PROBLEM TO WORK ON: In the entries below, find each line where the word "chain" appears and give only the total count of such lines.

SOURCE MATERIAL:
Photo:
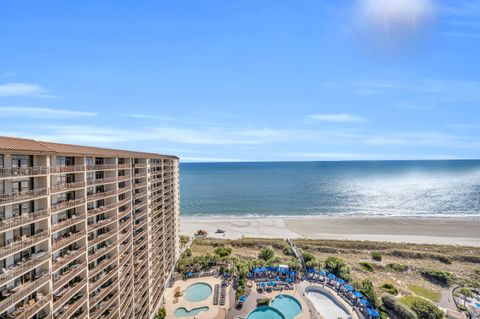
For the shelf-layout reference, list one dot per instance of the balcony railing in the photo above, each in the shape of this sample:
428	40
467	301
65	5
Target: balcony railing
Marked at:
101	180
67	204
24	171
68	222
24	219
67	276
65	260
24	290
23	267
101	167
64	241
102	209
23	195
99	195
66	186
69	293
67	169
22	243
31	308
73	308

* * *

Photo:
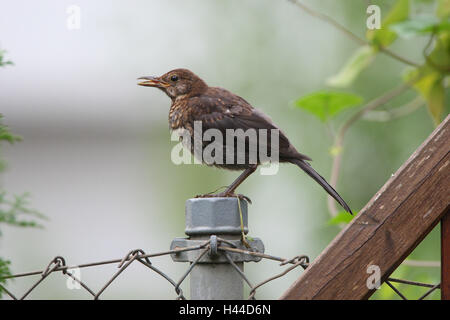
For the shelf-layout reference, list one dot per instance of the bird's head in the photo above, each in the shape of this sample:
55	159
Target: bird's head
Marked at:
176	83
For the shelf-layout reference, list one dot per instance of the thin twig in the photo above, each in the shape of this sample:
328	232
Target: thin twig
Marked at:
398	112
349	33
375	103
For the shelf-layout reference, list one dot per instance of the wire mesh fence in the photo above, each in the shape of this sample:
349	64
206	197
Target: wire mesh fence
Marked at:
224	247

...

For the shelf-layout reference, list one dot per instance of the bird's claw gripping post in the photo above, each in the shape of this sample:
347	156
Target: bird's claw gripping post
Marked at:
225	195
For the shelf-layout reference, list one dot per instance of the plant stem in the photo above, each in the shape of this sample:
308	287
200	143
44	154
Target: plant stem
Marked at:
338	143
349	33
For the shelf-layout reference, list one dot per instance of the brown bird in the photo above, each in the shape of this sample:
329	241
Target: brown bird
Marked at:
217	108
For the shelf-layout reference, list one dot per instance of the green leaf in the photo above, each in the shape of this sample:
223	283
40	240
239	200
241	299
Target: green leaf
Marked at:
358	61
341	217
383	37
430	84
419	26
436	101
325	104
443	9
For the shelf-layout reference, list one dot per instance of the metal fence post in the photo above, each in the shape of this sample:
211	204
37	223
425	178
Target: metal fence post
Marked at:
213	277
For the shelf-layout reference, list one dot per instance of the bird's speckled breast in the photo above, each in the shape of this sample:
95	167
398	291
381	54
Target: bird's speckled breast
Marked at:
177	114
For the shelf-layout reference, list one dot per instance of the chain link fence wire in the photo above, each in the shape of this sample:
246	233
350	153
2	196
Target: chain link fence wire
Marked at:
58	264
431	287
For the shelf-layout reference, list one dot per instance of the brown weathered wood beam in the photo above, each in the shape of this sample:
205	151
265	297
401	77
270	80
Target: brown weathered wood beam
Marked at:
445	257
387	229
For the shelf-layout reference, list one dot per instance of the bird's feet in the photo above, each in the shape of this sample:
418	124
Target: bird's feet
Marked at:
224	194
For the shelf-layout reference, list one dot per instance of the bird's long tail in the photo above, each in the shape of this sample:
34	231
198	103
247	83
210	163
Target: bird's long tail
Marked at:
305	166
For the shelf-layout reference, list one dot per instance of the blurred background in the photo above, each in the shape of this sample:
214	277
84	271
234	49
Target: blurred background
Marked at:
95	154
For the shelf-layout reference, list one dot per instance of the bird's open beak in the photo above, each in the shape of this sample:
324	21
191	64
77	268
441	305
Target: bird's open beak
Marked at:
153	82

ANSWER TO THE EXERCISE: 2